*Stored records*.

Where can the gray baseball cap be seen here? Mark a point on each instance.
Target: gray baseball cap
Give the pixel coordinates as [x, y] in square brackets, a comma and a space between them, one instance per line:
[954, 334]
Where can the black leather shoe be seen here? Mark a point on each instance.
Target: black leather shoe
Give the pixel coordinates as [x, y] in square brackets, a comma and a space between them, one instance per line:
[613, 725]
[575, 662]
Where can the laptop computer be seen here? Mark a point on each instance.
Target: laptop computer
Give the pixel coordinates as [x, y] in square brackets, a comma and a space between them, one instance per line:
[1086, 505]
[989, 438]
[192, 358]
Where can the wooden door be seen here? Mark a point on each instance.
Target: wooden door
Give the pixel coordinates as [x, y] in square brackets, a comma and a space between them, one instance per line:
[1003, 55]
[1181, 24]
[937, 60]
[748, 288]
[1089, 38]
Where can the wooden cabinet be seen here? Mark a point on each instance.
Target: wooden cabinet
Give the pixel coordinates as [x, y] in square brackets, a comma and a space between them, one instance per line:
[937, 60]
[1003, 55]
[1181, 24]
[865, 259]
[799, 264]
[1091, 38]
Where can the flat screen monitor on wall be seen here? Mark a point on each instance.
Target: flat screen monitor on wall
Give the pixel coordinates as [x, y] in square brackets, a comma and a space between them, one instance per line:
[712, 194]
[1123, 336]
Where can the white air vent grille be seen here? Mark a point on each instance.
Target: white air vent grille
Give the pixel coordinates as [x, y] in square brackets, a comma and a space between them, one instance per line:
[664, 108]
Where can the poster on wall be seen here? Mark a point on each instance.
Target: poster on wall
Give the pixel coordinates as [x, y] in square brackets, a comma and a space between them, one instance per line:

*Exercise brief*. Please reproduce all of the data above word for word, keeping every line in its original order.

*Correct answer*.
Where can the gray baseball cap be seen here? Mark a point on each instance.
Target: gray baseball cap
Give the pixel coordinates as [x, y] in square brackets, a comma and a space between them, one instance per line:
[954, 334]
Where can the black leather shoe be seen here? Mark a point on each instance.
Target: black leather shoe
Give the pixel coordinates as [x, y] in square brackets, a comma and a space between them, one instance per line:
[613, 725]
[575, 662]
Where can the laptop computer be seen here? Mark a point on each instance.
Target: laptop computer
Give the pixel coordinates as [x, y] in square brackets, a comma and a space between them, one instance per line:
[1086, 505]
[989, 438]
[192, 358]
Where can the wooden door be seen here? Mark a point on each instance.
Target: wooden door
Give the pixel coordinates as [x, y] in square brackets, a comma and a space between them, one instance per line:
[1003, 55]
[1181, 24]
[937, 60]
[748, 288]
[1089, 38]
Where can the wooden cabinet be seen here? Mark a point on each instance.
Target: wooden cabinet
Give the pixel coordinates as [x, y] in square brackets, a comma and a space between them, one instance per line:
[937, 60]
[1003, 55]
[1181, 24]
[865, 259]
[799, 264]
[1091, 38]
Where can the flat screen monitor on wall be seen here? Mark a point on each instance.
Target: flat screen monitor on wall
Give the pixel coordinates as [x, y] in square brackets, a comma and a space between them, one instance per line:
[712, 194]
[1123, 336]
Where can the white air vent grille be seen here? Mark a point on each instance.
Target: white air vent grille
Give the pixel coordinates as [x, y] in square brackets, a comma and a space between them, one instance per line:
[664, 108]
Where can the poster on wall be seen here? Mark a point on each instance.
Target: poster on wall
Give the pixel coordinates as [x, y] in square brackets, a comma and a space between them, one instance per line:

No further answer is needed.